What is expected: Nothing should be left out: output all of the entries exactly.

▬▬▬▬▬▬

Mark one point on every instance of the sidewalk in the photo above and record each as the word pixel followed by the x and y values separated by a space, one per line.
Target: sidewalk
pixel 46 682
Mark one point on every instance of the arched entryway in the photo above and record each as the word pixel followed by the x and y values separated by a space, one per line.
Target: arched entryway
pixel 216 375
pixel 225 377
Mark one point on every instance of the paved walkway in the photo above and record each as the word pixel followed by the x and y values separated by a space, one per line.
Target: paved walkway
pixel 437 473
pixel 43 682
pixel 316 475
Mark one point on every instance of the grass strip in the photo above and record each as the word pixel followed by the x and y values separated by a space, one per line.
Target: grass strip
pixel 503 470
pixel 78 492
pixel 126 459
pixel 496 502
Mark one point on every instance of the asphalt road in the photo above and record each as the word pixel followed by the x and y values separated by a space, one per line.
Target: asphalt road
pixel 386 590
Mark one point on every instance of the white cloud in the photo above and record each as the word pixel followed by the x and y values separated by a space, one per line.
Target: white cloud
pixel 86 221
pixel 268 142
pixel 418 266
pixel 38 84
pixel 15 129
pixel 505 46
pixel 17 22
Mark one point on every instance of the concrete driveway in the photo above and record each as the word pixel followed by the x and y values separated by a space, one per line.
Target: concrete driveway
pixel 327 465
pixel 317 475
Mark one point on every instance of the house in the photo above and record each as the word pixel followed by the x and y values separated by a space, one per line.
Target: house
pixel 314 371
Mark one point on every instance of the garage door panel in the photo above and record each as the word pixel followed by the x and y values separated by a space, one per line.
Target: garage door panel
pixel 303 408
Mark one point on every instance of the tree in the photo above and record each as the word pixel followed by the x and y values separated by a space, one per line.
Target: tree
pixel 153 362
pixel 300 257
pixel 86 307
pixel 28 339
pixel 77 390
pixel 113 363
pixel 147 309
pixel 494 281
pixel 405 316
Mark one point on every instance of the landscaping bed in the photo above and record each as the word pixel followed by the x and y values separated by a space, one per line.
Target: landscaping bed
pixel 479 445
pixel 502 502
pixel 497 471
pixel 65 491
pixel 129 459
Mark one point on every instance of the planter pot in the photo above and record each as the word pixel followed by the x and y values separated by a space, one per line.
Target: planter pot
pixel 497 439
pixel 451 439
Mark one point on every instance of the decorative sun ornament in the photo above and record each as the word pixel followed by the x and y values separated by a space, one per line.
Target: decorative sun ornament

▬▬▬▬▬▬

Final result:
Mark one point on every instance of the sidewalk in the photo above and record each as the word pixel followed by the x and y values separated by a space, one per line.
Target: sidewalk
pixel 46 682
Mark one point on every instance of the arched entryway in the photo above and record each as the word pixel followed by the x and y values separated by a space, one per line.
Target: arched entryway
pixel 216 375
pixel 225 377
Mark one point on every instance of the paved walkway in the photo above and record each as the word pixel followed by the x and y values separated by a space, one per line.
Target: paved walkway
pixel 437 473
pixel 43 682
pixel 316 475
Mark one point on every instance of the grass strip in the photo above and record each as the word pixel followed by the x and y values separated by a space, one per line.
Target: grass strip
pixel 503 470
pixel 78 492
pixel 126 459
pixel 496 502
Mark one point on every instance of the asphalt road in the photo above and record each as the word pixel followed by the x and y values separated by a space, one per line.
Target: asphalt road
pixel 386 590
Mark one point on every instance of the white cloud in the photo above and record each as the word pixel followed by the x and y values separated by a space, one per line.
Target: white cloud
pixel 86 221
pixel 268 142
pixel 418 266
pixel 38 84
pixel 15 129
pixel 505 46
pixel 17 22
Mark one point on every instance of the concrete driveway in the photo above and record each as the word pixel followed by the x and y values separated by a space, one per line.
Target: concrete driveway
pixel 327 465
pixel 317 475
Mark one point on every instance of the house in the photo above and record each as the word pixel followed by the x and y values separated by a space, one per line.
Target: house
pixel 314 371
Mark one point on every instance of the garage door panel in the photo above and record each as the word pixel followed by the x and y values separated by a space, one per line.
Target: garage door panel
pixel 303 408
Mark one point on every instance of the tree in the photo above and record each as the word pixel followed by the x and y values separated by a space, one per line.
Target: tree
pixel 153 362
pixel 300 257
pixel 86 307
pixel 28 339
pixel 77 390
pixel 113 363
pixel 147 309
pixel 494 281
pixel 405 316
Mark one point on every instance of the landscaping bed in the photo above and record each as the word pixel followed by the x and y values separated by a space, one per line.
Target: landscaping bed
pixel 479 445
pixel 502 502
pixel 497 471
pixel 65 491
pixel 129 459
Mark one point on every instance of the planter pot in the photo above and record each as the word pixel followed by the x and y values separated by a space, one per line.
Target: planter pot
pixel 497 439
pixel 451 439
Mark one point on every instance of the decorative sun ornament in the photo above and record each as the word pixel followed by the x and y values separated by a space, one per line.
Target: decorative sun ornament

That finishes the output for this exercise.